• [Task set]
(1) In the mbuf accounting post, rewrite the paragraph beginning "The intent of tracking that information is good" as a short bulleted list that keeps its main facts.
(2) Copy the mbuf accounting post word for word from "At Fri, 25 Apr" to "April or so)".

• [Text segment]

◆ ◆ ◆ ◆

Accounting for mbufs and clusters assigned to a socket buffer

gnn at freebsd.org gnn at freebsd.org
Mon Apr 28 00:19:31 UTC 2008


At Fri, 25 Apr 2008 15:58:28 +0200,
andre wrote:
> 
> gnn at freebsd.org wrote:
> > Howdy,
> > 
> > The following patch updates the kernel (CURRENT as of 23 April or so)
> > and netstat(1) to show not only the bytes in the receive and send
> > queues but also the mbuf and cluster usage per socket buffer.  I'd be
> > interested in people's comments on this.  I'd like to extend such
> > counting to show more information, in particular how much of a cluster
> > or mbuf is actually in use.
> 
> The intent of tracking that information is good.  However there are some
> problems with your approach: M_EXT does not mean the mbuf has a 2k cluster
> attached.  It could by any external storage.  That is a 2k (classic) cluster,
> a 4k (page size) cluster, a 9k cluster, a VM page (sendfile), and so on.

Yup, this is a first cut.

◆ ◆ ◆ ◆

• [Dataset content]
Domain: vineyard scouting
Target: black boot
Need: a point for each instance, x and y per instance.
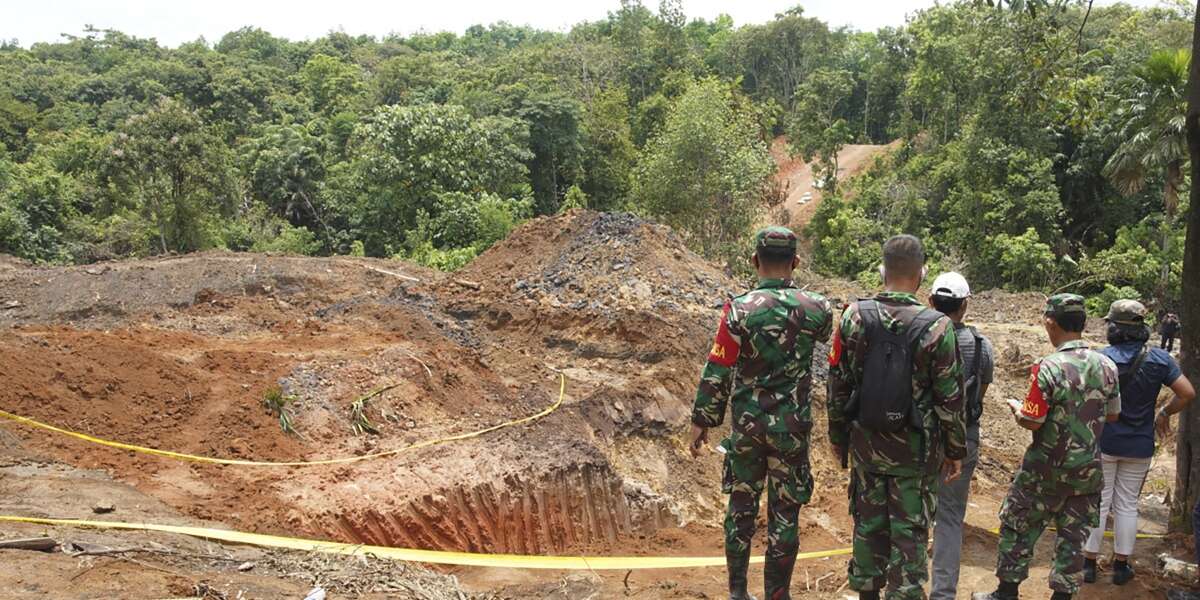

◆ ◆ ◆ ◆

• [Exercise results]
(1)
- Tracking this information is a good idea, but the approach has problems.
- M_EXT does not mean a 2k cluster is attached to the mbuf.
- It can mean any external storage: a classic 2k cluster, a 4k (page-size) cluster, a 9k cluster, a VM page (sendfile), and so on.

(2)
At Fri, 25 Apr 2008 15:58:28 +0200,
andre wrote:
> 
> gnn at freebsd.org wrote:
> > Howdy,
> > 
> > The following patch updates the kernel (CURRENT as of 23 April or so)